Text extract:
___

- Episode no.: Season 4 Episode 5
- Directed by: Jody Hill
- Written by: John Carcieri; Jeff Fradley; Danny McBride;
- Cinematography by: Paul Daley
- Editing by: Todd Zelin
- Original release date: April 6, 2025
- Running time: 36 minutes

Guest appearances
- Seann William Scott as Corey Milsap; Valyn Hall as Tiffany Freeman; Stephen Dorff as Vance Simkins; Steve Little as Jacob Jones; Megan Mullally as Lori Milsap; Walton Goggins as Baby Billy Freeman; Kelton DuMont as Pontius Gemstone; Gavin Munn as Abraham Gemstone; Kerstin Schulze as Sola; Gogo Lomo-David as Craig Simkins; Mike Britt as Reggie Daniels; James DuMont as Chad; Jody Hill as Levi; Troy Anthony Hogan as Matthew; J. Larose as Gregory;

Episode chronology
| ← Previous "He Goeth Before You Into Galilee" | Next → "Interlude IV" |

= You Shall Remember =

"You Shall Remember" is the fifth episode of the fourth season of the American dark comedy crime television series The Righteous Gemstones. It is the 32nd overall episode of the series and was written by executive producer John Carcieri, executive producer Jeff Fradley, and series creator Danny McBride, and directed by executive producer Jody Hill. It was released on HBO on April 6, 2025, and also was available on Max on the same date.

___

Record list:
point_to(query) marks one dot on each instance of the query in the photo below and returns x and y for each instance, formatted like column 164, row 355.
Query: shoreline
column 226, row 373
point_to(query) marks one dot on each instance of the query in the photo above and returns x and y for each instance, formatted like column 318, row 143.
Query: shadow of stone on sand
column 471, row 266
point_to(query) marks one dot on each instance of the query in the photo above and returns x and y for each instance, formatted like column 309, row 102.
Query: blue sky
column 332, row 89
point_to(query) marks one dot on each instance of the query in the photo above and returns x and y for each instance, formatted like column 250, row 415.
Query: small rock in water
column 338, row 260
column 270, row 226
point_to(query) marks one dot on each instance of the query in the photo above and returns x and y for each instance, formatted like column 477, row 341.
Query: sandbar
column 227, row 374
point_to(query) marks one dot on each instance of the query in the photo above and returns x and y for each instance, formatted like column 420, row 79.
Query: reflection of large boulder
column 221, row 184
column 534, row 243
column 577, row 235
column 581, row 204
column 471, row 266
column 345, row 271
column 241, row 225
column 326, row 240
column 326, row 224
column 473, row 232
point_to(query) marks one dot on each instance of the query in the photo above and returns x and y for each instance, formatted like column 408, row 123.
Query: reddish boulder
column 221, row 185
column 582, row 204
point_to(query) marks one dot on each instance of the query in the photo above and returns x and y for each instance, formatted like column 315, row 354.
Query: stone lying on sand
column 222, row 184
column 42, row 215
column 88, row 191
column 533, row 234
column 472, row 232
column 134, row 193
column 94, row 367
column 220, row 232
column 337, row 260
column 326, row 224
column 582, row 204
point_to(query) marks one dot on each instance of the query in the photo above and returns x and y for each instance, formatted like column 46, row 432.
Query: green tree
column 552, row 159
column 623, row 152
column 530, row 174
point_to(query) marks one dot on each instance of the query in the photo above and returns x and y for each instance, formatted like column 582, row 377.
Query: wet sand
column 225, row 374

___

The tasks:
A. In the episode text, condense the paragraph beginning "'You Shall Remember' is the fifth episode" into a short bulleted list that keeps its main facts.
B. According to the episode text, who handled the cinematography?
C. Copy the episode text from "Episode chronology" to "the same date.".

Task answers:
A.
- "You Shall Remember" is the fifth episode of season four of The Righteous Gemstones, an American dark comedy crime series, and the 32nd episode overall.
- It was written by executive producers John Carcieri and Jeff Fradley and series creator Danny McBride.
- It was directed by executive producer Jody Hill.
- It was released on HBO and Max on April 6, 2025.

B. Paul Daley.

C.
Episode chronology
| ← Previous "He Goeth Before You Into Galilee" | Next → "Interlude IV" |

= You Shall Remember =

"You Shall Remember" is the fifth episode of the fourth season of the American dark comedy crime television series The Righteous Gemstones. It is the 32nd overall episode of the series and was written by executive producer John Carcieri, executive producer Jeff Fradley, and series creator Danny McBride, and directed by executive producer Jody Hill. It was released on HBO on April 6, 2025, and also was available on Max on the same date.